The elections in Russia earlier this month were widely condemned as a performance that fell somewhere between tragedy and farce. Although President Vladimir Putin does have substantial public support, the vote was stage-managed to ensure that he would be “re-elected” with more than 87 percent of the vote.

And the result was fixed long before Russians even arrived at polling stations: The political opposition has been ruthlessly crushed, independent media has been silenced and public protesters have been given draconian prison sentences. Russia’s most prominent opposition politician, Aleksei Navalny, died in prison last month.

All of which raises an interesting question: Why do autocratic leaders bother holding rigged elections at all?

It can be helpful to think of elections in autocratic states as an exercise in propaganda, targeted at multiple audiences. Fixing a vote can be a way for an incumbent like Putin to demonstrate his control over the levers of power: there is value in demonstrating that bureaucratic agencies, local governments, security forces and the media are loyal (or cowed) enough to participate in such a substantial, expensive and complex project.

That performance of control can also serve as a warning to the opposition and any of its potential allies, underlining the apparent futility of protest. “If you have an 87 percent victory, it’s like, ‘Do I really want to die, when this is just pointless because he’s got such an iron grip on power?’” Brian Klaas, a political scientist at University College London who coauthored the book “How to Rig an Election.” “Part of that is to basically exhibit dominance over the domestic sphere and deter opposition.”

The public might know that the election has been rigged, but not know by how much. So even a manipulated election can contribute to the image of a leader’s popularity, especially if the press is already heavily loyal, Klaas said.

[Request a]: Count the lines in the records that contain the string "beak", treating uppercase and lowercase as different, and give only that number.
The article and the records are unrelated to each other.

[Data for the task]:
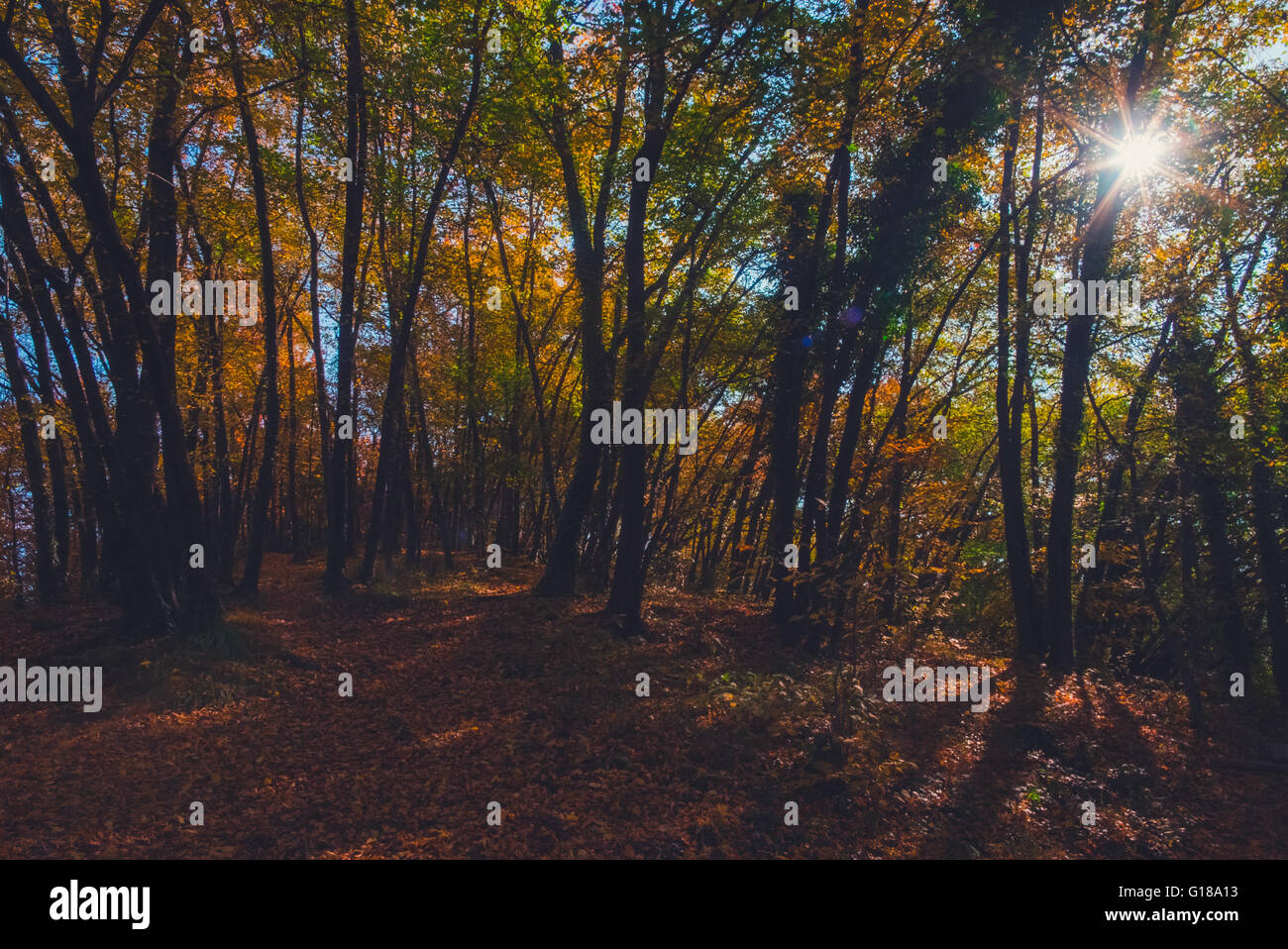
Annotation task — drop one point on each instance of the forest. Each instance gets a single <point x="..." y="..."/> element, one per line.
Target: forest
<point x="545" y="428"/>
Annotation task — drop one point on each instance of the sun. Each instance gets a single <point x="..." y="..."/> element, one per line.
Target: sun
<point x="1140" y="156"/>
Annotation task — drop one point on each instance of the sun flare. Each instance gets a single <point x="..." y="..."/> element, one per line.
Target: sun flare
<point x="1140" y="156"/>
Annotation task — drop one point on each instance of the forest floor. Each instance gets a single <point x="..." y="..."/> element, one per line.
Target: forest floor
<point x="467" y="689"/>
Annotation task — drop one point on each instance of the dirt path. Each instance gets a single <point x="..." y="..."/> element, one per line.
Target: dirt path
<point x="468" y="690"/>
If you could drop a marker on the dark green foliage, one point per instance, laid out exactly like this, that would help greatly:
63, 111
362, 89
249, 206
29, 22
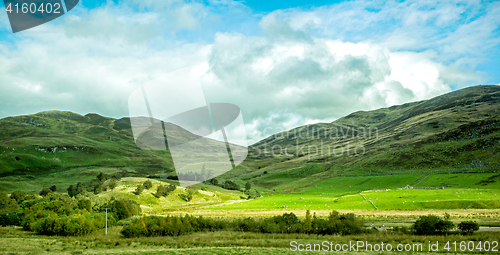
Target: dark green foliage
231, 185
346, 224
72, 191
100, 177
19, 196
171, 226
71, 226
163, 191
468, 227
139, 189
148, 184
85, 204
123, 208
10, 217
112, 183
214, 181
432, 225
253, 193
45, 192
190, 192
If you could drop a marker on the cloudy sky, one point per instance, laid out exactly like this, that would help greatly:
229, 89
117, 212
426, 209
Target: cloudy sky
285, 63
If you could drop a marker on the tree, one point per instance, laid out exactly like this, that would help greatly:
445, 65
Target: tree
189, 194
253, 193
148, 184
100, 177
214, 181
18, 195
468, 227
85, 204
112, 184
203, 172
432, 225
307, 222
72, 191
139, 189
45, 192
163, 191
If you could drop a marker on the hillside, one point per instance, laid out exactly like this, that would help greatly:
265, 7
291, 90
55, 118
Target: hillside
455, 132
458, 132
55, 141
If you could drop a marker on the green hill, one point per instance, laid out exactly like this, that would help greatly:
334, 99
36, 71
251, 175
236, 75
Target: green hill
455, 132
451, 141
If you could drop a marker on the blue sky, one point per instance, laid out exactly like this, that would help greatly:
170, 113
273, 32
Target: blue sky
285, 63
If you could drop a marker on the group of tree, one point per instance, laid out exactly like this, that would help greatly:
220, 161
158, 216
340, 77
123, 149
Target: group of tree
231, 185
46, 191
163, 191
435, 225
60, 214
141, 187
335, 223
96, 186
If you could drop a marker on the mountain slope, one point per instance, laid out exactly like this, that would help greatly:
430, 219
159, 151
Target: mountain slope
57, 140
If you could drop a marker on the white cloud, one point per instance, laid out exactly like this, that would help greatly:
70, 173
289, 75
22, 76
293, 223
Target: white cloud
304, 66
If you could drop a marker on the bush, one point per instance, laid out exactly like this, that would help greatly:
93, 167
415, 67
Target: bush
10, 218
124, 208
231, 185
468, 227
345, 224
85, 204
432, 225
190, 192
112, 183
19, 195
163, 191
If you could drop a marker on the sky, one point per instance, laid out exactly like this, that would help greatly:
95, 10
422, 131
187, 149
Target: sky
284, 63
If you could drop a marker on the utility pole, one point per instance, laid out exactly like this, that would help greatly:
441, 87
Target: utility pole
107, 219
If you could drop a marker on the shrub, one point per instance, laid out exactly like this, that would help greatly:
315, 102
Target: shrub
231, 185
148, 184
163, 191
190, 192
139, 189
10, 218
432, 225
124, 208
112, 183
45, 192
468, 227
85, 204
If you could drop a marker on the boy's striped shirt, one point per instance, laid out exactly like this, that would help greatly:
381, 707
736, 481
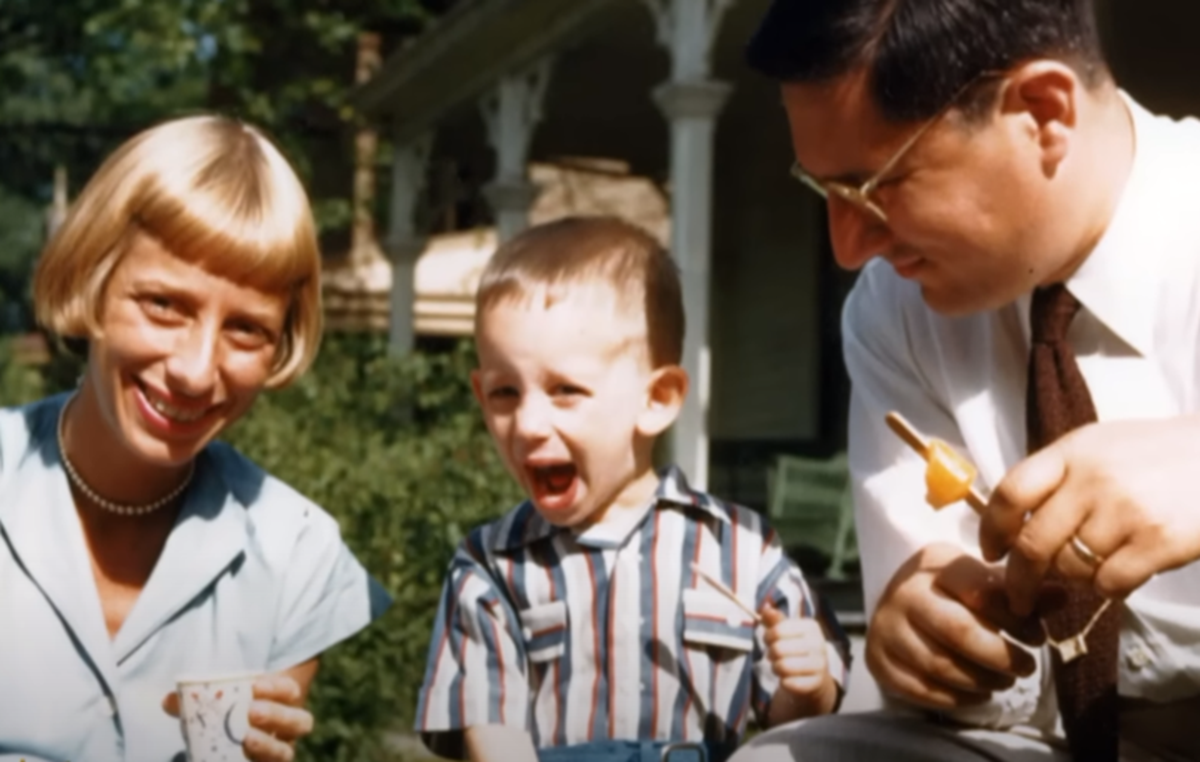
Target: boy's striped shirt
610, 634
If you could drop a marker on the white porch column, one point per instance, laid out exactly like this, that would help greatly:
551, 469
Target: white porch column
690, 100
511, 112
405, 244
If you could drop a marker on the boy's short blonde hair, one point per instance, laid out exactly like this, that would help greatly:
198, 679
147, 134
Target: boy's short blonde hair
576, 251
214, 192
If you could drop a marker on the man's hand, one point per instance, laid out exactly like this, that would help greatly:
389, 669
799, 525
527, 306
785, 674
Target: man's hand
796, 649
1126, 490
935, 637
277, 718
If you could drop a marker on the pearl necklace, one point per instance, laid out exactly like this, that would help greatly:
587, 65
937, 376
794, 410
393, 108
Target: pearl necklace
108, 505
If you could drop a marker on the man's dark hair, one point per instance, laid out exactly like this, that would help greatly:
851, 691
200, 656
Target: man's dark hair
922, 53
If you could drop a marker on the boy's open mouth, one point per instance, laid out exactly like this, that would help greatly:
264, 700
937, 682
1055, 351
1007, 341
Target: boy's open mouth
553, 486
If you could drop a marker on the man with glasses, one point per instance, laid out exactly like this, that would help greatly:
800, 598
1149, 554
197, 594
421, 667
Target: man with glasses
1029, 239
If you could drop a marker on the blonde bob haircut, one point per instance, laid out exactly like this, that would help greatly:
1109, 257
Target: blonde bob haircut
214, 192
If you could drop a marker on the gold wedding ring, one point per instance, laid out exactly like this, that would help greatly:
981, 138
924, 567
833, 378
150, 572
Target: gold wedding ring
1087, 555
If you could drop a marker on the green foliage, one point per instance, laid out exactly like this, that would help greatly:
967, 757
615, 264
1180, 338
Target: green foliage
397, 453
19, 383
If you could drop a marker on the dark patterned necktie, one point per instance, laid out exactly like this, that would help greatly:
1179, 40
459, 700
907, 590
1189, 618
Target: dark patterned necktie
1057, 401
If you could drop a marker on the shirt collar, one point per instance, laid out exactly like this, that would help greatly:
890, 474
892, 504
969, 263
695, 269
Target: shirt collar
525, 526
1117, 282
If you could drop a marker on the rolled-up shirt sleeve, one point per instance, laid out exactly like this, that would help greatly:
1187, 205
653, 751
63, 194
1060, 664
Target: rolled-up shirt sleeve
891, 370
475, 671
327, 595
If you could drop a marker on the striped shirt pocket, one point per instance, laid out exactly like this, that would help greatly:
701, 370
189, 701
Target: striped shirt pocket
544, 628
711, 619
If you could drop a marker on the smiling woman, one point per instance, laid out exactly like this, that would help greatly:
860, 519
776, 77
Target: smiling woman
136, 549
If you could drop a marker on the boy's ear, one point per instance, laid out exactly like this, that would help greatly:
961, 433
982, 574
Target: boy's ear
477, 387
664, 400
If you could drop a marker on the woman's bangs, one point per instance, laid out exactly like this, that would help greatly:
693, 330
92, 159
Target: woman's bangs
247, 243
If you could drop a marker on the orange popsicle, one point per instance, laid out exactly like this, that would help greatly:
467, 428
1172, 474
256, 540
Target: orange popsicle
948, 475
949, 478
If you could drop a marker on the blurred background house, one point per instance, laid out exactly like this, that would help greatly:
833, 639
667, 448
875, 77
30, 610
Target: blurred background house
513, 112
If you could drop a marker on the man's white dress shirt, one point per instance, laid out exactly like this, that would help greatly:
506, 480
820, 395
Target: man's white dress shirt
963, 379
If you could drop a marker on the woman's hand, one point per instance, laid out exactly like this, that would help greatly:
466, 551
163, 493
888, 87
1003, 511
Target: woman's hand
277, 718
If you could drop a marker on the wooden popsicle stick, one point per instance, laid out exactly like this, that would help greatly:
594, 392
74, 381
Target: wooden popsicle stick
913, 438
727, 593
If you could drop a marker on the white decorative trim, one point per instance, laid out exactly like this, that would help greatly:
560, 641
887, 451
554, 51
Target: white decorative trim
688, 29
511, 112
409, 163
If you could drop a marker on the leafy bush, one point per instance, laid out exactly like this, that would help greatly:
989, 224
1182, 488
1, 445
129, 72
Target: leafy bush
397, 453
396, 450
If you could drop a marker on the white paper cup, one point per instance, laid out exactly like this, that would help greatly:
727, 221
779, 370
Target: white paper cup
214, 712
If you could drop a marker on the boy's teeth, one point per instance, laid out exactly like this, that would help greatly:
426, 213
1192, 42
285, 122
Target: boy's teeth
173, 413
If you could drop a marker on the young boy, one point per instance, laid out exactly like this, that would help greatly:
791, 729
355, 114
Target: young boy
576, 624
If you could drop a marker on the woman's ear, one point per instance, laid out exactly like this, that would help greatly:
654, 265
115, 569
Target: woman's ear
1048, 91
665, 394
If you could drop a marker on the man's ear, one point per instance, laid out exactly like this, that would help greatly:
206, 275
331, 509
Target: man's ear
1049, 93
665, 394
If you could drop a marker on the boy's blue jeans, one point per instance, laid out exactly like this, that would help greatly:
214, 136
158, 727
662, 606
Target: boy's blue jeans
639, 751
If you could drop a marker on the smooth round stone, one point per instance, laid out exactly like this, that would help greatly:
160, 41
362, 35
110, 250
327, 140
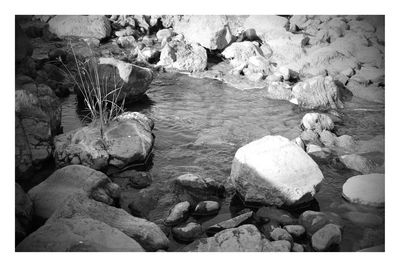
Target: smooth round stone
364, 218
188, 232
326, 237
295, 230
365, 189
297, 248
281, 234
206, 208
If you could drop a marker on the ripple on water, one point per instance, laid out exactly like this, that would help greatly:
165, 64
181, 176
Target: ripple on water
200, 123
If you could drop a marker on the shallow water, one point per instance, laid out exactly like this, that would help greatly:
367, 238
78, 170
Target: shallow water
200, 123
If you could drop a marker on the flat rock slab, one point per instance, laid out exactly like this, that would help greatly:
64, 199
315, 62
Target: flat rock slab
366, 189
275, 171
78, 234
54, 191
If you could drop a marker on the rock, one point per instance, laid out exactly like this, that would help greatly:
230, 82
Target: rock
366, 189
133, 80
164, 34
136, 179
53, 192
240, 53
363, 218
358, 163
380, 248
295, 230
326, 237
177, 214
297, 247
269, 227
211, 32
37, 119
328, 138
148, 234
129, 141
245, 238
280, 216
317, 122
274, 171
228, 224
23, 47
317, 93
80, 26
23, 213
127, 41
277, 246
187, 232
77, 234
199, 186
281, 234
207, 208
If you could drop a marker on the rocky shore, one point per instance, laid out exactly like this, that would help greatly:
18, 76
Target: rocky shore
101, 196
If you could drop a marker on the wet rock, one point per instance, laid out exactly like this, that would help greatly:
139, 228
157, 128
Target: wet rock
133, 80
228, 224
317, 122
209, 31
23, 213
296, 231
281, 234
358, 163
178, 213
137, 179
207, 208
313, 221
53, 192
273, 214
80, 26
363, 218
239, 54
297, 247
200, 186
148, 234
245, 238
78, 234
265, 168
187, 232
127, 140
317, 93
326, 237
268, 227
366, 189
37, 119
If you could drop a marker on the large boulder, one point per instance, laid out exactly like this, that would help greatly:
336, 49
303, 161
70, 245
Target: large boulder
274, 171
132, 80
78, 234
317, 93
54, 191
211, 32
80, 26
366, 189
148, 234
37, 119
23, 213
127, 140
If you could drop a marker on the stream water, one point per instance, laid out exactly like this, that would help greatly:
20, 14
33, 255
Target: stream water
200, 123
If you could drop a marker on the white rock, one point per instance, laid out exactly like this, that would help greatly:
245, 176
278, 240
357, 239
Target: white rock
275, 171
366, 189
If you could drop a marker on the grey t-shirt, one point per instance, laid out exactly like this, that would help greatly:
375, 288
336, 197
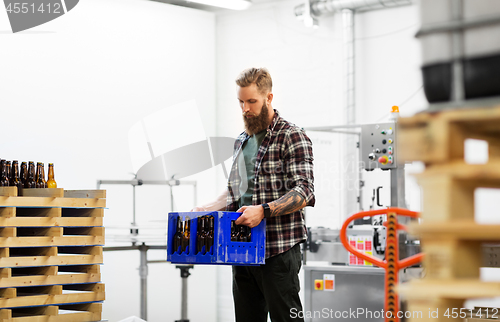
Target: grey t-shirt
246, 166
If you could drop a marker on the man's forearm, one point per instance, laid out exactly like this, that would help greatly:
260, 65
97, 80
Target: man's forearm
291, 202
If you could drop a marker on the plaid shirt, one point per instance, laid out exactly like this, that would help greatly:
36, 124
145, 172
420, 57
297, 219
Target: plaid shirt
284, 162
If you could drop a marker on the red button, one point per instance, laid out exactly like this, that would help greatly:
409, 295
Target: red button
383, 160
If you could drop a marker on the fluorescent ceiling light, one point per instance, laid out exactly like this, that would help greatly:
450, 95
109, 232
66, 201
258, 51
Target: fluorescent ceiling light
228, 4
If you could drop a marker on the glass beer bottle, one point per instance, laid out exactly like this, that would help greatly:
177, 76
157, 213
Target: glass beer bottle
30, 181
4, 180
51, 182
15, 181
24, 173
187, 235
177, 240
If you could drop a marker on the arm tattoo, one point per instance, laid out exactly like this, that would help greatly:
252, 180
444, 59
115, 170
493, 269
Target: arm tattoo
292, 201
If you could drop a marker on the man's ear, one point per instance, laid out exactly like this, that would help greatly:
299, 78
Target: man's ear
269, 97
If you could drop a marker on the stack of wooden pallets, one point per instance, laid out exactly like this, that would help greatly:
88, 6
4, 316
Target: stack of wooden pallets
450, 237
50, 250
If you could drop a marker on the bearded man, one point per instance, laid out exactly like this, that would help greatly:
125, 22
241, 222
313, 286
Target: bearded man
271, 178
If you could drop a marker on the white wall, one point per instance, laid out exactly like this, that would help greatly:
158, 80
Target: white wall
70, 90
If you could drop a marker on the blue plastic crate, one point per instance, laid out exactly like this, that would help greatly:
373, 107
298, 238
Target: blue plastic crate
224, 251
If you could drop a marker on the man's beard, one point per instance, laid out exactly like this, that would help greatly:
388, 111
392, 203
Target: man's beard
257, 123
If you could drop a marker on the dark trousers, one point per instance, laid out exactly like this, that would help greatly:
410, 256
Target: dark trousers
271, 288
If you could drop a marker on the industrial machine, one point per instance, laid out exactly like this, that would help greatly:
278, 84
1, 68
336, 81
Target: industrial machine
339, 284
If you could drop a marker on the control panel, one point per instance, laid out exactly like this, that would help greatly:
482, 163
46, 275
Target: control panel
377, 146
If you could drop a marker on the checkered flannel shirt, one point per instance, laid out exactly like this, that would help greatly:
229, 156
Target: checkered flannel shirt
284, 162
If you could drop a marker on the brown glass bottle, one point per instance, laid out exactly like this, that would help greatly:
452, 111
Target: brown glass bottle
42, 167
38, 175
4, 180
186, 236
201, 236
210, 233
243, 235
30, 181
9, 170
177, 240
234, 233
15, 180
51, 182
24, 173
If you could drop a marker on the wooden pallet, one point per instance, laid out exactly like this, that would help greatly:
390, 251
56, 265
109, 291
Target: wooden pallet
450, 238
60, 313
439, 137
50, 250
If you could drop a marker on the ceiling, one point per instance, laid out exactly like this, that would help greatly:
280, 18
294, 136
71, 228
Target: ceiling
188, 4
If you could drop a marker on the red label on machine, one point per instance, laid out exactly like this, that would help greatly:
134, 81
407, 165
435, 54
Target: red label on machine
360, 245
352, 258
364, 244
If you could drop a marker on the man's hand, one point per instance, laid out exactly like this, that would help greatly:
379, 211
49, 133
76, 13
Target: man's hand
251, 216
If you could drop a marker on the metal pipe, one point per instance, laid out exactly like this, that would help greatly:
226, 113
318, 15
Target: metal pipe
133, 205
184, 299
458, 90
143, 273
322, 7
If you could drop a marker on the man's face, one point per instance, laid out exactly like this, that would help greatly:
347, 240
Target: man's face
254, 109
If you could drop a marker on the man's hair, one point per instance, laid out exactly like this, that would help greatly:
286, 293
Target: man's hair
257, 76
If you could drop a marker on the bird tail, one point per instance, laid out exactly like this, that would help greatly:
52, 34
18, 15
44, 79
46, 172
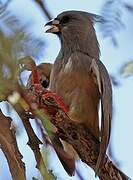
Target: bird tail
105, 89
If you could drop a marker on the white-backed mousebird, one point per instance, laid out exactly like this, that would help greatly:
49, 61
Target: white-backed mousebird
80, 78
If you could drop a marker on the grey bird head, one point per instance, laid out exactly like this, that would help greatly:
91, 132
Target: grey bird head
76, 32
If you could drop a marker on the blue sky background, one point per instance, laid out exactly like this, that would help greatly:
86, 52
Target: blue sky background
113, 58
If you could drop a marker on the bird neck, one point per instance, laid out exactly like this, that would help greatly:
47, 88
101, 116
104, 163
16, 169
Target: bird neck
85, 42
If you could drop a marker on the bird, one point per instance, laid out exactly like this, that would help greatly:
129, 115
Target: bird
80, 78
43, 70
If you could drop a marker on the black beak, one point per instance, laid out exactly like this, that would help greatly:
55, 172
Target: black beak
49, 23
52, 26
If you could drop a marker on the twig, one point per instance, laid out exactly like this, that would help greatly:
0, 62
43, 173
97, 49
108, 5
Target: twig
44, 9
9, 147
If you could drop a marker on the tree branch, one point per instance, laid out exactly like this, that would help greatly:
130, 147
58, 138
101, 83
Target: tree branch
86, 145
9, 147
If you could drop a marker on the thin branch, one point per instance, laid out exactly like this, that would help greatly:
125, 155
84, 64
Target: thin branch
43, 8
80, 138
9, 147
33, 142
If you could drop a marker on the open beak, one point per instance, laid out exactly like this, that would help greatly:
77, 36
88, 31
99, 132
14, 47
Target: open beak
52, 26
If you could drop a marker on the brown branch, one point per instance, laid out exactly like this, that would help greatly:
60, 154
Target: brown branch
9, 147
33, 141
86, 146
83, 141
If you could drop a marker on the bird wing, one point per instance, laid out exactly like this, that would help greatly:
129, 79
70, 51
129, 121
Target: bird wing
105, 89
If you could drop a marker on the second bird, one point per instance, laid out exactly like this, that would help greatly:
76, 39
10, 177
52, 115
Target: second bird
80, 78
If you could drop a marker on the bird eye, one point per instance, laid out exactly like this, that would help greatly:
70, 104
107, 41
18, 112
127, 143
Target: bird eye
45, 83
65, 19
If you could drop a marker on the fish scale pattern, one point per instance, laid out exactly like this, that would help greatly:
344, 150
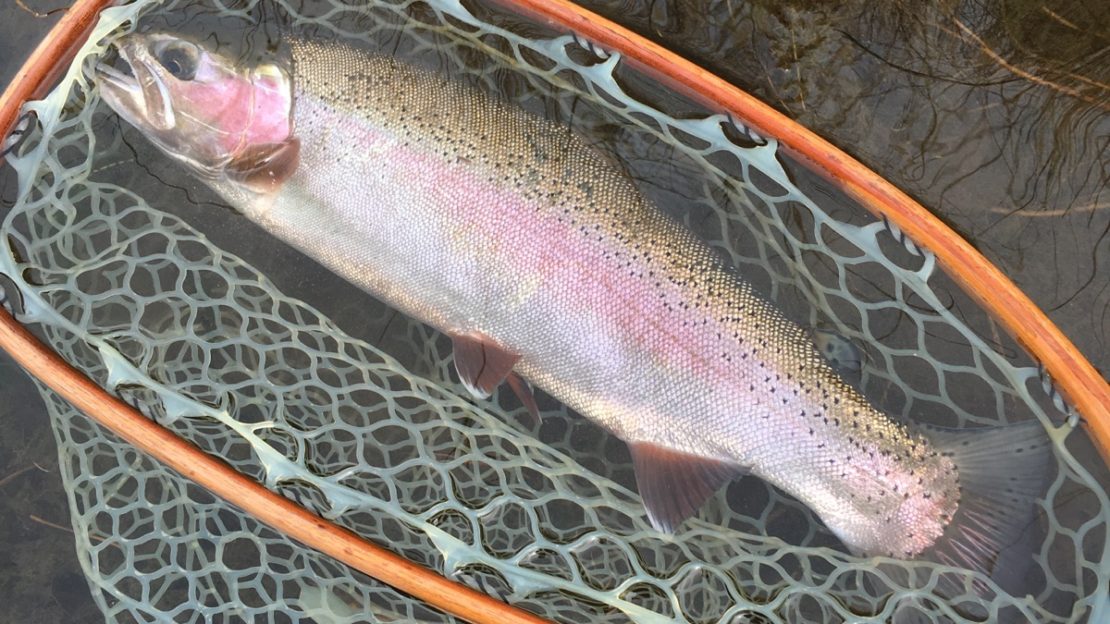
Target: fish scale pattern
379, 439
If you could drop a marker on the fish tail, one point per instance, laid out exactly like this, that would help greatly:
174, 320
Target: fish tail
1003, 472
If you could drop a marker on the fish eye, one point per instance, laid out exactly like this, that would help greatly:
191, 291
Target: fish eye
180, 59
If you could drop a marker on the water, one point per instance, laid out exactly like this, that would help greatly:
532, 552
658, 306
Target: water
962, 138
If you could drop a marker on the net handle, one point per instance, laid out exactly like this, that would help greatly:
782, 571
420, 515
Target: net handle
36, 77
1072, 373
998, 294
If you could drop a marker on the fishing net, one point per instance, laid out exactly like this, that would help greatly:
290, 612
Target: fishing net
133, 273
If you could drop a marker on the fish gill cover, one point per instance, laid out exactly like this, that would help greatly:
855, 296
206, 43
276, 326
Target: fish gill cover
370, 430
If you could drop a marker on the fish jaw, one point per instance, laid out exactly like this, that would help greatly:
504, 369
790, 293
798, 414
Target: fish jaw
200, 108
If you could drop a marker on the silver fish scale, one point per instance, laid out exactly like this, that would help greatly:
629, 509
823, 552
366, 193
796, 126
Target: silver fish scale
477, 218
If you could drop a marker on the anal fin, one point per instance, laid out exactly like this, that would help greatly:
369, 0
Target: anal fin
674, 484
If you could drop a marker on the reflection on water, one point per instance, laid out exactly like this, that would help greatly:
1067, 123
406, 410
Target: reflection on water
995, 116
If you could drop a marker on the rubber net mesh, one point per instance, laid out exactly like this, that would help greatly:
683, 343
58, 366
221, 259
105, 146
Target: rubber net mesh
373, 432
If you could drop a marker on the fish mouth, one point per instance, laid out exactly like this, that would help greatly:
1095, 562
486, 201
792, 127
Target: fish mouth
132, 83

[Request b]: Reproduce the passage of the article on Russia's elections starting at "All of which" and ending at "and complex project.".

[Response a]: 4

[Response b]:
All of which raises an interesting question: Why do autocratic leaders bother holding rigged elections at all?

It can be helpful to think of elections in autocratic states as an exercise in propaganda, targeted at multiple audiences. Fixing a vote can be a way for an incumbent like Putin to demonstrate his control over the levers of power: there is value in demonstrating that bureaucratic agencies, local governments, security forces and the media are loyal (or cowed) enough to participate in such a substantial, expensive and complex project.